* _WRITTEN INSTRUCTION_: From the vanilla RNN implementation, reproduce word for word the part that opens with the words containing "self.d_W_xh = np.zeros_like(self.W_xh)" and closes with "self.d_b_y = np.zeros_like(self.b_y)".

# Vanilla RNN Implementation

### Imports

In [1]:
import numpy as np

print("Imported packages successfully")

Imported packages successfully


### Basic RNN Cell

In [2]:
class RNN():
    def __init__(self, hidden_size, vocab_size, h_init):
        
        ''' Hidden State '''
        self.h = h_init
        
        ''' Input Weights '''
        self.W_xh = np.random.randn(hidden_size, vocab_size)*0.01
        
        ''' Weights from previous state '''
        self.W_hh = np.random.randn(hidden_size, hidden_size)*0.01
        
        ''' Output Weights '''
        self.W_hy = np.random.randn(vocab_size, hidden_size)*0.01
        
        ''' Hidden Bias '''
        self.b_h = np.zeros((hidden_size, 1))
        
        ''' Output Bias '''
        self.b_y = np.zeros((vocab_size, 1))
        
        ''' Gradient Parameters '''
        self.d_h_next = np.zeros_like(self.h)
        self.d_W_xh = np.zeros_like(self.W_xh)
        self.d_W_hh = np.zeros_like(self.W_hh)
        self.d_W_hy = np.zeros_like(self.W_hy)
        self.d_b_h = np.zeros_like(self.b_h)
        self.d_b_y = np.zeros_like(self.b_y)
        
    
    def forward(self, x):
        
        ''' Update hidden state '''
        self.h = np.tanh(np.dot(self.W_hh, self.h) + np.dot(self.W_xh, x) + self.b_h)
        
        ''' Compute output vector '''
        y = np.dot(self.W_hy, self.h) + self.b_y
        
        return self.h, y
    
    
    def backward(self, p, h, h_prev, x, target):
        
        d_y = np.copy(p)

* _LISTED RECORDS_:
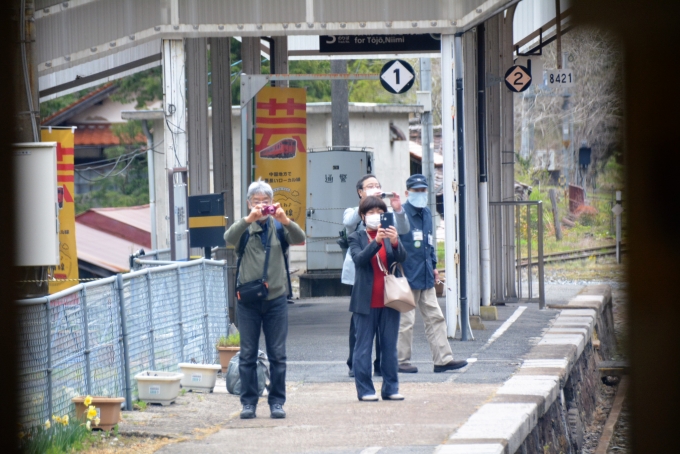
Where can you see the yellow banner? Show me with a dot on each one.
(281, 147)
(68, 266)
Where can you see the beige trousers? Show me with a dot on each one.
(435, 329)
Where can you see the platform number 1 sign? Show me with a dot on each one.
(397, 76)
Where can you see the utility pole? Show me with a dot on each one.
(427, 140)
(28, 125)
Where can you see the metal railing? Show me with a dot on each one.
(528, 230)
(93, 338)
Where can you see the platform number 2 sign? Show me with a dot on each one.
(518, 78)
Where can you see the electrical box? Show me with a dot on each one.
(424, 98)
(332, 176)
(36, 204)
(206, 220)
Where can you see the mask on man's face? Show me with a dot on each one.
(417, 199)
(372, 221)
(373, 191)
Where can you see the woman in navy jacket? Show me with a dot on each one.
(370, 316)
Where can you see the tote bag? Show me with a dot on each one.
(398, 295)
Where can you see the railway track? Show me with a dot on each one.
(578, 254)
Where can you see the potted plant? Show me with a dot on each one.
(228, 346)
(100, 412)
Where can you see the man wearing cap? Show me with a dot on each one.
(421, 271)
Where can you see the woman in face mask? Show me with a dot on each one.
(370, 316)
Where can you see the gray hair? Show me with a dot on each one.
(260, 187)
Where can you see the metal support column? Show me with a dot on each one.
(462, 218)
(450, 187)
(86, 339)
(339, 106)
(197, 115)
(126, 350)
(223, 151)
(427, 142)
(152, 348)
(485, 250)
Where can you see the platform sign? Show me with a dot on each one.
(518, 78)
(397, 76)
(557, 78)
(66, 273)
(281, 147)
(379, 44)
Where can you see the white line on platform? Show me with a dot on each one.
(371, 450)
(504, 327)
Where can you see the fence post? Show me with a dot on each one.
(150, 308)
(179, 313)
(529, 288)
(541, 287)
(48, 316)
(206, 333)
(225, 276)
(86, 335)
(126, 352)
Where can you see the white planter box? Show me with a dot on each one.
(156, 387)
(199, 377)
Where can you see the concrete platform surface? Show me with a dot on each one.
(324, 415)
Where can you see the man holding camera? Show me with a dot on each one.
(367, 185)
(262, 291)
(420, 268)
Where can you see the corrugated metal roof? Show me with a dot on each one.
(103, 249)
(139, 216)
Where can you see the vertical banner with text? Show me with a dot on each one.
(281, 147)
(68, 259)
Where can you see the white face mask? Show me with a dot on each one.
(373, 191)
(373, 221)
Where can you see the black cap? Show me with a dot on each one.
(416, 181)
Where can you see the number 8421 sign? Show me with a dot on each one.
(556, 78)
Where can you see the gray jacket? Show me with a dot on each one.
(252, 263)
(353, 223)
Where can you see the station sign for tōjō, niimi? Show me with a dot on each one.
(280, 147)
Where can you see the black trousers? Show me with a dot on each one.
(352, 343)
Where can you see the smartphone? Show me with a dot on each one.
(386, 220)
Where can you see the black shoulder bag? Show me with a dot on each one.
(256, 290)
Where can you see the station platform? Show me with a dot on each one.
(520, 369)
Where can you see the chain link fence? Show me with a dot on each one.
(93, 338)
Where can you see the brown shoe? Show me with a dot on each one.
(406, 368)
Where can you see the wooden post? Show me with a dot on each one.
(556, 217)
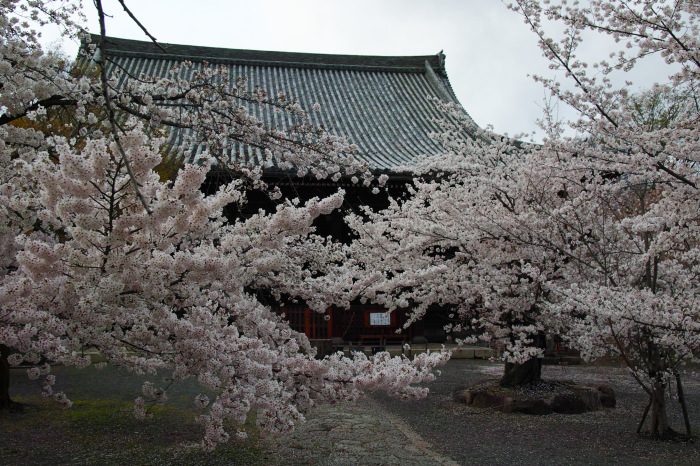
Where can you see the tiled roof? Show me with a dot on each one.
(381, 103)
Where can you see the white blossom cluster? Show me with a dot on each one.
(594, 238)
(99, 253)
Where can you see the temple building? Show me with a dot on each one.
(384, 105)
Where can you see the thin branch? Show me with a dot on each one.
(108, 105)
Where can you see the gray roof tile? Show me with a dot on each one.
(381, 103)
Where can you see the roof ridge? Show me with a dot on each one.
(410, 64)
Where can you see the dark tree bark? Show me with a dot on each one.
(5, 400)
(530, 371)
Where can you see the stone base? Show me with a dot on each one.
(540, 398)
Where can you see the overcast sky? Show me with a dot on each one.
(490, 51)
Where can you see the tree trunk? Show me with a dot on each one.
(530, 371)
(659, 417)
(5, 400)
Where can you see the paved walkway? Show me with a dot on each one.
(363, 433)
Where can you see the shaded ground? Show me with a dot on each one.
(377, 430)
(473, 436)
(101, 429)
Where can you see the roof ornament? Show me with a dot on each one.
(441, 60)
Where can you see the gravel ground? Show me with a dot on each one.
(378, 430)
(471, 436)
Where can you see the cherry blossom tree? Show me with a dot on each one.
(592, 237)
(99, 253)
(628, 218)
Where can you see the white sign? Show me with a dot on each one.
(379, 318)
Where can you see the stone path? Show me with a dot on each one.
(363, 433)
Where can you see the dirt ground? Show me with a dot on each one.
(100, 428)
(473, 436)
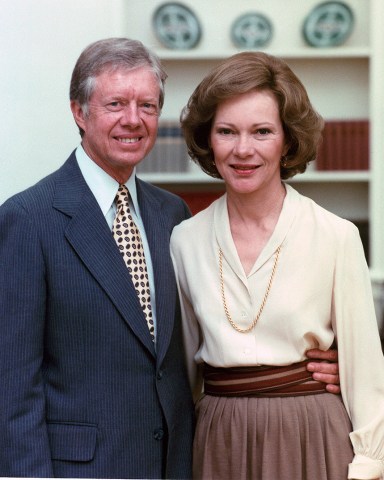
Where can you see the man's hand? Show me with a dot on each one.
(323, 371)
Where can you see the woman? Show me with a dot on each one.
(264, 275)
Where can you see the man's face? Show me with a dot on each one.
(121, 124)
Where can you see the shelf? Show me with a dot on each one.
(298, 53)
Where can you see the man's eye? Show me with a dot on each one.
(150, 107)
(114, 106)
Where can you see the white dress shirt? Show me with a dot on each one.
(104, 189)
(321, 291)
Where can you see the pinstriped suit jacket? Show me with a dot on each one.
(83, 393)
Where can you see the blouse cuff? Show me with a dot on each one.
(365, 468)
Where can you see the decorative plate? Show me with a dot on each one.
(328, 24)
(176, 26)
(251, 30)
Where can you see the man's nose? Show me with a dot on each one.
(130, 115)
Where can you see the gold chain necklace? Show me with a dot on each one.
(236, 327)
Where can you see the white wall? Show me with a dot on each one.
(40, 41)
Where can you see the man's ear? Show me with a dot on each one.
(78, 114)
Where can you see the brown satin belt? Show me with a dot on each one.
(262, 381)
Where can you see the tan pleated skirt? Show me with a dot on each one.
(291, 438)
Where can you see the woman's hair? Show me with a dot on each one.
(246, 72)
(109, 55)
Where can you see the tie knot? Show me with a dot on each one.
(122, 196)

* _FINAL RESULT_:
self.d_W_xh = np.zeros_like(self.W_xh)
        self.d_W_hh = np.zeros_like(self.W_hh)
        self.d_W_hy = np.zeros_like(self.W_hy)
        self.d_b_h = np.zeros_like(self.b_h)
        self.d_b_y = np.zeros_like(self.b_y)